- **Text to read**:
++++

SORCE carries four instruments including the Spectral Irradiance Monitor (SIM), Solar Stellar Irradiance Comparison Experiment (SOLSTICE), Total Irradiance Monitor (TIM), and the XUV Photometer System (XPS).
What happened: The spacecraft went into Safe Hold on Sunday, Sept. 26th. The failure appears to be due to a zero length data packet that scrambled the software control due to it being unable to handle the error condition. 2 of 3 reaction wheels (like gyros) failed, sun aligned attitude for solar cell charging was lost, batteries discharged, and the temperature of the spacecraft internal electronics plunged to as low as -30°C. Recovery of the spacecraft took three weeks of work and the support of 82 ground tracking stations along with data relays via NASA’s TDRS network.
From the SORCE weekly status reports from 9/23 – 10/13:
SORCE experienced an OBC reset at 2010/269-17:57:40 due to the MU sending a CCSDS packet with a length of zero. An OBC reset results in the satellite regressing to Safehold, and performing basic power and attitude maintenance on the APE processor.
The following activities were performed to recover the observatory.
- Spacecraft time was jammed and data dumped from after the anomaly
- The OBC was reset to resync with the 1553 bus
- OBC patches 6.8, 6.9 and 7.0 were loaded
- All the spacecraft tables and RTS’s were reloaded
- SORCE was then commanded out of safehold and back to OBC control on DOY 269.
At the next contact after exiting safehold, the spacecraft was found to be operating on one reaction wheel with lower than expected power margins. The flight operations team manually shed RWA 3, both star trackers and turned off the transmitter and commanded safehold.

++++

- **Complete the following**:
1. Render this sentence from the SORCE passage in Spanish: "Recovery of the spacecraft took three weeks of work and the support of 82 ground tracking stations along with data relays via NASA’s TDRS network."
2. Answer from the SORCE passage:
(a) How many instruments does SORCE carry?
(b) How low did the temperature of the spacecraft internal electronics fall?
(c) Which OBC patches were loaded during the recovery?
The rows that come next are separate material, unrelated to the SORCE passage.

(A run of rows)
++++

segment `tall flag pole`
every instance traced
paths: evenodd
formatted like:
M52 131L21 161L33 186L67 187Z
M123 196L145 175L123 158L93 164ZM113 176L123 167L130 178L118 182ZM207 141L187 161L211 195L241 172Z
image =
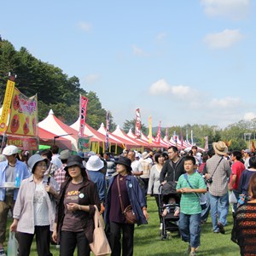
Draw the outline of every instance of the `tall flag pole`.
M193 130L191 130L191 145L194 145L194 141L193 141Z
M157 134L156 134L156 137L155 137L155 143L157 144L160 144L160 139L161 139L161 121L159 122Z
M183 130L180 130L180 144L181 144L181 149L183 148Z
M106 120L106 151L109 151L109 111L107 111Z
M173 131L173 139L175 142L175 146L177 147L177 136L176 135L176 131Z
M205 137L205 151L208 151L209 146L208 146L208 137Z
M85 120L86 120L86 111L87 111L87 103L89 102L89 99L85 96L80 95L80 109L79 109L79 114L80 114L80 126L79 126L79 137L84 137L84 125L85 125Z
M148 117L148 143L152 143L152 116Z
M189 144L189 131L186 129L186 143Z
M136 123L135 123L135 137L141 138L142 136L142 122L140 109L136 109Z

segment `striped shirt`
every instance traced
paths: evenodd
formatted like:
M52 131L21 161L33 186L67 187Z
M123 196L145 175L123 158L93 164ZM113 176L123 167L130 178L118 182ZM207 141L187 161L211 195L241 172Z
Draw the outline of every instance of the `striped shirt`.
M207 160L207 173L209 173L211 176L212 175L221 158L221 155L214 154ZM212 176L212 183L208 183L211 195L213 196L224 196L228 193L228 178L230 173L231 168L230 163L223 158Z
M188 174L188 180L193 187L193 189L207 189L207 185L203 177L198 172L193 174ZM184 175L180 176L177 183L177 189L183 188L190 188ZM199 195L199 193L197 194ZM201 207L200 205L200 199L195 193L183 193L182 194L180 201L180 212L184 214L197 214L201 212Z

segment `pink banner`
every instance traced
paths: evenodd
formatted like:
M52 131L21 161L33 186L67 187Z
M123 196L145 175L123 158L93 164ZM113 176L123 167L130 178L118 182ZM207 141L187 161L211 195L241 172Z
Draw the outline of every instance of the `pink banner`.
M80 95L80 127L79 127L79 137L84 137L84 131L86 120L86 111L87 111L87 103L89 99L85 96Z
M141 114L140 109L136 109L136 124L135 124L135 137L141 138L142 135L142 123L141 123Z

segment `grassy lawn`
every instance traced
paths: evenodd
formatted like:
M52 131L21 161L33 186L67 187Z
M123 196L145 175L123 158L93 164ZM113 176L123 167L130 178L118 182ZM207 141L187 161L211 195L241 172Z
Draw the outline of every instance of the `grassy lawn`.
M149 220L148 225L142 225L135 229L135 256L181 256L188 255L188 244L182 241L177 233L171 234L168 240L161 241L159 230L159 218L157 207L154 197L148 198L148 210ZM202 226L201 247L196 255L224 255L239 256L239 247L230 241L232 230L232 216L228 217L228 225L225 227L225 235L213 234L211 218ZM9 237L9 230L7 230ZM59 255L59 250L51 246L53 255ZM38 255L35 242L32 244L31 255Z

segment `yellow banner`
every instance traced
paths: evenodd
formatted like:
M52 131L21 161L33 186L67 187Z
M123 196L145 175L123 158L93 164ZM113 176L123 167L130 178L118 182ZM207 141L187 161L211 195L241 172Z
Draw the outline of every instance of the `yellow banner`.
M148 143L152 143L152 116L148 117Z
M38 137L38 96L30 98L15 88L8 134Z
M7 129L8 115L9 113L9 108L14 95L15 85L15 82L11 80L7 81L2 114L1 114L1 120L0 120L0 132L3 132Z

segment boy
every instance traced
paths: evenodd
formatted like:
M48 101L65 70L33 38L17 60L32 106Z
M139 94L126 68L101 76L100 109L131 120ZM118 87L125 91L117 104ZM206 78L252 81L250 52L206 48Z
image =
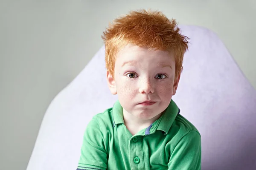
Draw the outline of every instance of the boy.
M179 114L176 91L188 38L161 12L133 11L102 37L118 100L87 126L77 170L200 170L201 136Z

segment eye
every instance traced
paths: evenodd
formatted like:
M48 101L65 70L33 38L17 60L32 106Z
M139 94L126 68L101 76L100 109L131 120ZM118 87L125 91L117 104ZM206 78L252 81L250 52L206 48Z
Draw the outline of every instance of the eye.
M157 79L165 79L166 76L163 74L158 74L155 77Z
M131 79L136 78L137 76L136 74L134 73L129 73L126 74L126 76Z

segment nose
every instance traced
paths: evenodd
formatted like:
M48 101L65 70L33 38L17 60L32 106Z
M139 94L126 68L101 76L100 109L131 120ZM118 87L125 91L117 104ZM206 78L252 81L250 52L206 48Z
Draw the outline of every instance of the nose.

++++

- **Responses per task**:
1. La recuperación de la nave espacial requirió tres semanas de trabajo y el apoyo de 82 estaciones terrestres de seguimiento, junto con retransmisiones de datos a través de la red TDRS de la NASA.

2.
(a) Four.
(b) As low as -30°C.
(c) Patches 6.8, 6.9 and 7.0.